◆ **Request**
Reproduce the records below word for word, everything from the line containing "of the microphone" down to the line containing "x=719 y=506", with both of those lines included.
-- begin Dataset records --
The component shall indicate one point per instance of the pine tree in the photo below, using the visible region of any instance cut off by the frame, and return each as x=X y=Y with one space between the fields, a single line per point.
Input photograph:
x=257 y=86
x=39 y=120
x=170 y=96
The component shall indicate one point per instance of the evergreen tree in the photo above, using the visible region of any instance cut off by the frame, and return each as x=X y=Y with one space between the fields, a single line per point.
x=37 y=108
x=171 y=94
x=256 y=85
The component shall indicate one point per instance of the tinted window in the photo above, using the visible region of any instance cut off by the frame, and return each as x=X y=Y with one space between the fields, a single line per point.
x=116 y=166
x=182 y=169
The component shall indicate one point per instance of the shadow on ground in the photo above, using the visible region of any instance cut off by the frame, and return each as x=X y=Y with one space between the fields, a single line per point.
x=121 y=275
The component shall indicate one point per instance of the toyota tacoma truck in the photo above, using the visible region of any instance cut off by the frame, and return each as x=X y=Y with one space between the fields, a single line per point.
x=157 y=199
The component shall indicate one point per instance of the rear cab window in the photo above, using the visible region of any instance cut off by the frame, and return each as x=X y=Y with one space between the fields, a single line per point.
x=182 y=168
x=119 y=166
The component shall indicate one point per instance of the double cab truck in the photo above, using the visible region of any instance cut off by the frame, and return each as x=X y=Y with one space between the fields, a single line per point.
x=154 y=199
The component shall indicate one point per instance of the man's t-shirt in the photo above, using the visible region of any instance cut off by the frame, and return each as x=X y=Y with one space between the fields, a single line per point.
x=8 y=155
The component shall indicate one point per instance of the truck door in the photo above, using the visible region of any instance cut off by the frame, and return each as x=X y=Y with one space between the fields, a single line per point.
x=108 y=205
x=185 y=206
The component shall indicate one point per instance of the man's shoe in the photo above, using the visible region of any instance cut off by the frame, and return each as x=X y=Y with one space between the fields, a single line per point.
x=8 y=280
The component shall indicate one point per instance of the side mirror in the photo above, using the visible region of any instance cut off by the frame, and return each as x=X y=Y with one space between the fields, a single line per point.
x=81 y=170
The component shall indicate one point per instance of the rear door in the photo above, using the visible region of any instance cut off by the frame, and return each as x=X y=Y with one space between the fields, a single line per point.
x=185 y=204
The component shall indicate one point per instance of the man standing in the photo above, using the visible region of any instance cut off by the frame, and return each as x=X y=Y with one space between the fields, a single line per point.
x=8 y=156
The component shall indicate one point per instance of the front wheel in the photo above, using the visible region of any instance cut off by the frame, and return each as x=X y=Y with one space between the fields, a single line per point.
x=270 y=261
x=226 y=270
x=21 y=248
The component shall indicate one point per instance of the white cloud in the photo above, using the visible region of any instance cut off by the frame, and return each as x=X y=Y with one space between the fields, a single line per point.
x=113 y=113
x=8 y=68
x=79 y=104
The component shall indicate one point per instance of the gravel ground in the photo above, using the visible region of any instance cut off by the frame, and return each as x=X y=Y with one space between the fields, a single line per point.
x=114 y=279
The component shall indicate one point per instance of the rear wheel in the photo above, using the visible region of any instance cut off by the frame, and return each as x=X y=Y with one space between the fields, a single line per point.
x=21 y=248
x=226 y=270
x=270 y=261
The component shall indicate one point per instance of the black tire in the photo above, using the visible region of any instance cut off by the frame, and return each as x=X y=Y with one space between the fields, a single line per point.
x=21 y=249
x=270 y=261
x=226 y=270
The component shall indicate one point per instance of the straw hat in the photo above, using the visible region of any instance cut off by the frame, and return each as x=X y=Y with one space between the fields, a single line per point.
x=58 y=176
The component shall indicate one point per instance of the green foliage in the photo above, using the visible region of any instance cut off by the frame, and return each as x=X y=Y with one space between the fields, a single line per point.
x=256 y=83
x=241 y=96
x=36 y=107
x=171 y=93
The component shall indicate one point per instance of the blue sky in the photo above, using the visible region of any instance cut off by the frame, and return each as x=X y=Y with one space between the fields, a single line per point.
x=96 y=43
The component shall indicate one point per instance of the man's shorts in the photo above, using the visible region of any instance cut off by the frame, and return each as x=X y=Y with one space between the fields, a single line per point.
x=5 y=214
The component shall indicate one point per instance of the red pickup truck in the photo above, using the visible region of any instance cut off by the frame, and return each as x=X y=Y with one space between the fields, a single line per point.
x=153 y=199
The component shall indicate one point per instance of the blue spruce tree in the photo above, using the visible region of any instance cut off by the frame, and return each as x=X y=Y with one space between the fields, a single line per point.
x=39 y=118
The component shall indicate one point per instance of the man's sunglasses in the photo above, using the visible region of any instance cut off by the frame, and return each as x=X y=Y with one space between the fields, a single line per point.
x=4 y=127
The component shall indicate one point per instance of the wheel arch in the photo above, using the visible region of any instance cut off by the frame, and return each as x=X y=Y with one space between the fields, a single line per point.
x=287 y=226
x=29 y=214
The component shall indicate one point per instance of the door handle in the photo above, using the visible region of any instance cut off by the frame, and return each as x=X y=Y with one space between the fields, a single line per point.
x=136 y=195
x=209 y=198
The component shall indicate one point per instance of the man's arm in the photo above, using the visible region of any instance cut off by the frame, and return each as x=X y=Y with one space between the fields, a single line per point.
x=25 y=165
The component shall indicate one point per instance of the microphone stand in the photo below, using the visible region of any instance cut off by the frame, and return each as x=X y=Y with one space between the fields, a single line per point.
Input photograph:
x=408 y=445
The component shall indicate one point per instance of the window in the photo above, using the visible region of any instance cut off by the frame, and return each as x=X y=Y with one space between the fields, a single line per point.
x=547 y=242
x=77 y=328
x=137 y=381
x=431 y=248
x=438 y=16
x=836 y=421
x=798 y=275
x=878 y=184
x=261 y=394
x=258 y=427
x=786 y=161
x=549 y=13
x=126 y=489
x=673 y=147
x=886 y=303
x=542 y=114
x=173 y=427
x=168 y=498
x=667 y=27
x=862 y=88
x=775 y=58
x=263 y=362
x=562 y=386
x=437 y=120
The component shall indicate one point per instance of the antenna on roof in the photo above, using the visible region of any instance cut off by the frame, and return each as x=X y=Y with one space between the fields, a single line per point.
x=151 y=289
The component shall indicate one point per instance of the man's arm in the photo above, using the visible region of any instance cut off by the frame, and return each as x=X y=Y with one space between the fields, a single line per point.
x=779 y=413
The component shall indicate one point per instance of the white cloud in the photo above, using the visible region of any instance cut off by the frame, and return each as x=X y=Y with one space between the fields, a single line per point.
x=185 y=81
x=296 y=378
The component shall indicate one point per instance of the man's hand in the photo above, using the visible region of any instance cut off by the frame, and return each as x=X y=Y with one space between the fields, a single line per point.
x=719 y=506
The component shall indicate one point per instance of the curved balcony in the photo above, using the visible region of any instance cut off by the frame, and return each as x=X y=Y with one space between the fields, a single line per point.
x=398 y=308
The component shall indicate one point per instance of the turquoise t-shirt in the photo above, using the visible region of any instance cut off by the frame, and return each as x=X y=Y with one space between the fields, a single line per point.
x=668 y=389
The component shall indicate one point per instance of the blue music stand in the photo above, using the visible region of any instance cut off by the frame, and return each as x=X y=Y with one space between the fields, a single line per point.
-- end Dataset records --
◆ **Response for this exercise**
The component shall indicate one point per instance of the microphone stand in the photo below, using the visible region of any instance cut off by the frame, and return each as x=X y=Y with one space between the fields, a single line per point.
Input photograph:
x=408 y=445
The component shall indicate one point per instance of the window in the photo above, using the visible region of any instance cut off by the frame, and return each as x=X y=Y with one space between the fields, a single line per point.
x=547 y=242
x=77 y=328
x=137 y=381
x=431 y=248
x=438 y=16
x=836 y=421
x=798 y=275
x=878 y=184
x=261 y=394
x=258 y=427
x=786 y=161
x=549 y=13
x=126 y=489
x=673 y=147
x=886 y=303
x=542 y=114
x=173 y=427
x=168 y=498
x=667 y=27
x=862 y=88
x=775 y=58
x=263 y=362
x=562 y=386
x=437 y=120
The component shall indicate one point per instance of the antenna on roof in the photo above, using the visible region of any instance cut off by the frame, and return each as x=X y=Y with one space between the fields, a single line per point.
x=151 y=289
The component shall indicate one point per instance of the man's arm in the photo above, using the visible region of any instance cut off by the frame, and return each as x=X y=Y with one space between the fields, a single line per point.
x=779 y=413
The component shall indicate one point per instance of the white cloud in the photo above, using the visible region of any instance cut off by the frame, and return each as x=X y=Y with one space between the fields, a single line per point.
x=185 y=81
x=296 y=378
The component shall indicate one point per instance of the man's hand in the photo above, using the visible region of any instance cut off by the frame, and return each as x=X y=Y with one space between the fields, a single line per point.
x=719 y=506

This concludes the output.